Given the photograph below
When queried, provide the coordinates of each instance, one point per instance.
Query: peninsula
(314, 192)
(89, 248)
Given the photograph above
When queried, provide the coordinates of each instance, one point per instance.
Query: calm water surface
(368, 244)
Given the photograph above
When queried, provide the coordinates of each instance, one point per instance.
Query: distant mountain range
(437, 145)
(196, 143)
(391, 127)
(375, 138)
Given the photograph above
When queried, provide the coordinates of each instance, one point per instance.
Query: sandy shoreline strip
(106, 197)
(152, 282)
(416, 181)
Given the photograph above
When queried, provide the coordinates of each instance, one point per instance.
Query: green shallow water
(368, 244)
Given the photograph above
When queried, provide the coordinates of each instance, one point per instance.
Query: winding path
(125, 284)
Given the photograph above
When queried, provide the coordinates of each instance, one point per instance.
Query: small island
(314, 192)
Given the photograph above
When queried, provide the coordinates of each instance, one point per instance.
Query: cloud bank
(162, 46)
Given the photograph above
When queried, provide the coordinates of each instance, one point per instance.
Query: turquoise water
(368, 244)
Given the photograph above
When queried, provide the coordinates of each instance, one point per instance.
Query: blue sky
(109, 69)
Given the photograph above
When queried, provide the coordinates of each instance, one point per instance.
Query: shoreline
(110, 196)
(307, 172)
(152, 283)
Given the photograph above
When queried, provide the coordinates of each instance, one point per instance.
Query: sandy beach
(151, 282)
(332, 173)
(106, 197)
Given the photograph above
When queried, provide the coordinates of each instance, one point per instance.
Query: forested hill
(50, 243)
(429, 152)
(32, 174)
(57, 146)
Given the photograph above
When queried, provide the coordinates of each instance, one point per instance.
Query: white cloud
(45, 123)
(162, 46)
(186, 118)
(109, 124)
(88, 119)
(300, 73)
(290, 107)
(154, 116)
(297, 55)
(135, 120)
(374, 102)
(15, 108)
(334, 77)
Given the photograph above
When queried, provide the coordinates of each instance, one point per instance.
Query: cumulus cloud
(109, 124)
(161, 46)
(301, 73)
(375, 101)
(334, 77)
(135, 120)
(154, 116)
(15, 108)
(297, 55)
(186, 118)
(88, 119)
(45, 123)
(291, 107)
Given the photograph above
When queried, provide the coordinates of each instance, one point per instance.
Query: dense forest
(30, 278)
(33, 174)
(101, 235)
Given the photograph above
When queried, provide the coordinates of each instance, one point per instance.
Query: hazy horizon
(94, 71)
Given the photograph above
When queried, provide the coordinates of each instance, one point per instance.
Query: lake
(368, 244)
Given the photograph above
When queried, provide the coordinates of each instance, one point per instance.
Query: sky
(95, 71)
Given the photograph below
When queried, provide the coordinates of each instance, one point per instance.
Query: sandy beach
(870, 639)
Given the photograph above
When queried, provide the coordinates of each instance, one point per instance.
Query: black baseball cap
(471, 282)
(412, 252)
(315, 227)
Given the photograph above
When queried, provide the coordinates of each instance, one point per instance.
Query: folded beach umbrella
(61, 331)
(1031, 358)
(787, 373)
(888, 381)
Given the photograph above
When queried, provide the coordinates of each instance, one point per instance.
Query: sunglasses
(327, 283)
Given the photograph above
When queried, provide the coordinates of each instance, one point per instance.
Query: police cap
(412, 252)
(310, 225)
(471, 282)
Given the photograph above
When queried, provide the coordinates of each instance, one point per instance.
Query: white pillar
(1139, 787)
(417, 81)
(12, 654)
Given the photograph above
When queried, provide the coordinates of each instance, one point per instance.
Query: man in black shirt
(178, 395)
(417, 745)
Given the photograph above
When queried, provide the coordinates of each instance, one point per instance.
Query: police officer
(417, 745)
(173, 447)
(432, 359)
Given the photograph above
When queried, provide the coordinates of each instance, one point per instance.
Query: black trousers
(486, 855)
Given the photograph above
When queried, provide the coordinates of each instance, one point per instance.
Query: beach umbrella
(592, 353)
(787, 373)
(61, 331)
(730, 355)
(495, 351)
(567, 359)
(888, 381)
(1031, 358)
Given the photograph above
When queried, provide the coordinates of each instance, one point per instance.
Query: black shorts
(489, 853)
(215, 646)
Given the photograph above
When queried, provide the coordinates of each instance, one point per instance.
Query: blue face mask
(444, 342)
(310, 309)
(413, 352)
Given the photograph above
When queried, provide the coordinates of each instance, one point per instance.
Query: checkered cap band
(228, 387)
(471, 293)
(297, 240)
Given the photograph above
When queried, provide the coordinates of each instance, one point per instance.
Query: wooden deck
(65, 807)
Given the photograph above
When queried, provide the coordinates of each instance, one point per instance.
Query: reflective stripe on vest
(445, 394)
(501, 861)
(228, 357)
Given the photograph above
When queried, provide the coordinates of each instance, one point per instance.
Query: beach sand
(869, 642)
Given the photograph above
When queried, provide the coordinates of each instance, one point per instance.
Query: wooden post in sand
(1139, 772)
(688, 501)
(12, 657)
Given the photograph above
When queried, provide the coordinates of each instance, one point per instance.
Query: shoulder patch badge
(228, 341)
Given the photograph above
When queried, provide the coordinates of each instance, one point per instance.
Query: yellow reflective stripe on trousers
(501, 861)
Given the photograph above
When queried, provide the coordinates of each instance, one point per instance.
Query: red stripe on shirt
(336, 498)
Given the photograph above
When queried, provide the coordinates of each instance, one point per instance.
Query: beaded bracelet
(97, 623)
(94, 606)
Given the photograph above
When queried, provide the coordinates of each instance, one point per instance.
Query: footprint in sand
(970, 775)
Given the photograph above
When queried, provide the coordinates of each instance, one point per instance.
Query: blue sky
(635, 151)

════════════════════

Every record must be transcribed exactly as written.

* Output of the exercise:
Given the photograph below
When queried, provide the coordinates of each instance, one point per instance.
Query: peninsula
(314, 192)
(89, 248)
Given the photograph above
When queried, provide the coordinates of each instance, one point per instance.
Query: calm water surface
(368, 244)
Given the photograph above
When queried, provide the coordinates of each instance, one point per instance.
Query: distant mountain range
(437, 145)
(196, 143)
(391, 127)
(375, 138)
Given the photograph above
When queried, provide the coordinates of each instance, one point per instance.
Query: sandy shoreline strip
(106, 197)
(152, 282)
(416, 181)
Given the photograph above
When queried, provide the coordinates of each instance, one point per instance.
Query: green shallow water
(368, 244)
Given the photograph above
When queried, provide the coordinates of each instance, one point per instance.
Query: winding path
(125, 284)
Given the photograph above
When queried, provide the coordinates of each instance, one point per instance.
Query: small island
(314, 192)
Given the photograph above
When queried, provide the coordinates of each instance, one point per instance.
Query: cloud bank
(162, 46)
Given the photograph above
When queried, provide the coordinates of each instance, one point per instance.
Query: turquoise water
(368, 244)
Given the photograph above
When queried, provide the coordinates of each instance, one point per instance.
Query: blue sky
(109, 69)
Given the photograph above
When queried, provide the coordinates of each instance, one point per instance.
Query: shoreline
(110, 196)
(307, 172)
(152, 283)
Given the photograph above
When queried, provide the coordinates of each instance, one point per instance.
Query: sandy beach
(151, 282)
(332, 173)
(106, 197)
Given the photograph above
When queried, provide the coordinates of each instance, one point per instance.
Query: forested hill
(50, 243)
(429, 152)
(32, 174)
(57, 146)
Given the photograph above
When queried, provide the coordinates of each instance, one point per instance.
Query: white cloud
(45, 123)
(162, 46)
(186, 118)
(109, 124)
(88, 119)
(300, 73)
(290, 107)
(154, 116)
(297, 55)
(135, 120)
(374, 102)
(15, 108)
(334, 77)
Given the photograph above
When queried, provide the coordinates of each instance, one point per instance.
Query: cumulus cloud
(109, 124)
(161, 46)
(301, 73)
(375, 101)
(334, 77)
(135, 120)
(154, 116)
(15, 108)
(297, 55)
(186, 118)
(88, 119)
(45, 123)
(291, 107)
Given the photograph above
When queried, provide the coordinates of each instance, one point per instance.
Query: dense forest
(30, 278)
(33, 174)
(101, 235)
Given the photograph above
When queried, provide the coordinates of each instance, one point per instance.
Query: hazy horizon
(94, 71)
Given the photograph above
When queried, provide the coordinates of each instance, one point per instance.
Query: lake
(368, 244)
Given the photograph above
When queried, provide the coordinates of each instance, one point per instance.
Query: sky
(95, 71)
Given the photograph below
When queried, provide the coordinates of each instance, one point per instance.
Query: sandy beach
(870, 639)
Given the photograph above
When queried, provide the coordinates of each instance, one point per instance.
Query: black baseball cap
(471, 282)
(412, 252)
(315, 227)
Given the photograph above
When queried, provide the coordinates of each instance, one point per instance.
Query: folded beach umbrella
(61, 331)
(1031, 358)
(787, 373)
(888, 381)
Given the photograph above
When queried, provide the coordinates of each instance, one point per instance.
Query: sunglasses
(327, 283)
Given the photograph above
When queried, provide the coordinates of each instance, one point per instance.
Query: police cap
(412, 252)
(310, 225)
(471, 282)
Given the photograph above
When queried, provide the coordinates of each instance, one point per instance.
Query: white pillar
(1139, 787)
(417, 81)
(12, 654)
Given the photograph above
When queried, provide the coordinates of each instance, one point per instance.
Query: man in black shirt
(178, 395)
(417, 745)
Given the photograph above
When queried, provide the coordinates of each instance, one point per instance.
Query: police officer
(417, 745)
(173, 447)
(432, 359)
Given the photograph above
When queried, provide the coordinates of each instance, one point per instance.
Query: black trousers
(486, 855)
Given the photograph above
When queried, provide the coordinates of each instance, one point per instance.
Query: beach umbrella
(592, 353)
(787, 373)
(61, 331)
(730, 355)
(495, 351)
(567, 359)
(888, 381)
(1031, 358)
Given the photograph above
When queried, provide the coordinates of each instance, one point per instance.
Query: black shorts
(489, 853)
(215, 646)
Given the photograph above
When queried, provide the coordinates of each instance, one point per instance.
Query: blue face mask
(444, 342)
(310, 309)
(413, 352)
Given the photograph above
When queried, provide the coordinates of each instance, one point per instance.
Query: checkered cap band
(228, 387)
(471, 293)
(297, 240)
Given the photograph above
When queried, provide the coordinates of each instance, one point per instance.
Query: wooden deck
(65, 807)
Given the photograph above
When queried, provide the coordinates of each instance, one point per instance.
Query: reflective stripe on vest
(445, 394)
(501, 861)
(228, 357)
Given the photograph above
When queried, provide the coordinates of each instance, one point per instance.
Query: beach sand
(869, 642)
Given the photograph above
When queried, provide the coordinates of each instance, one point per instance.
Query: wooden post in sand
(1139, 772)
(688, 501)
(12, 657)
Given the photograph above
When queried, provide the coordinates of each instance, one point per instance.
Query: shoulder patch badge
(228, 341)
Given the photograph above
When queried, provide the coordinates of each instance, one point per instance.
Query: yellow reflective stripe on trousers
(501, 861)
Given the photograph above
When queried, provide the coordinates of each instance, one point per instance.
Query: red stripe on shirt
(336, 498)
Given the photograph above
When queried, provide the coordinates of each instance, one point per instance.
Query: beaded bracelet
(97, 623)
(94, 606)
Given the photograph above
When queried, provide the coordinates of each instance, one point per instance.
Query: footprint in sand
(970, 775)
Given the photograph above
When queried, provide the coordinates of each instance, one point per instance.
Query: blue sky
(635, 151)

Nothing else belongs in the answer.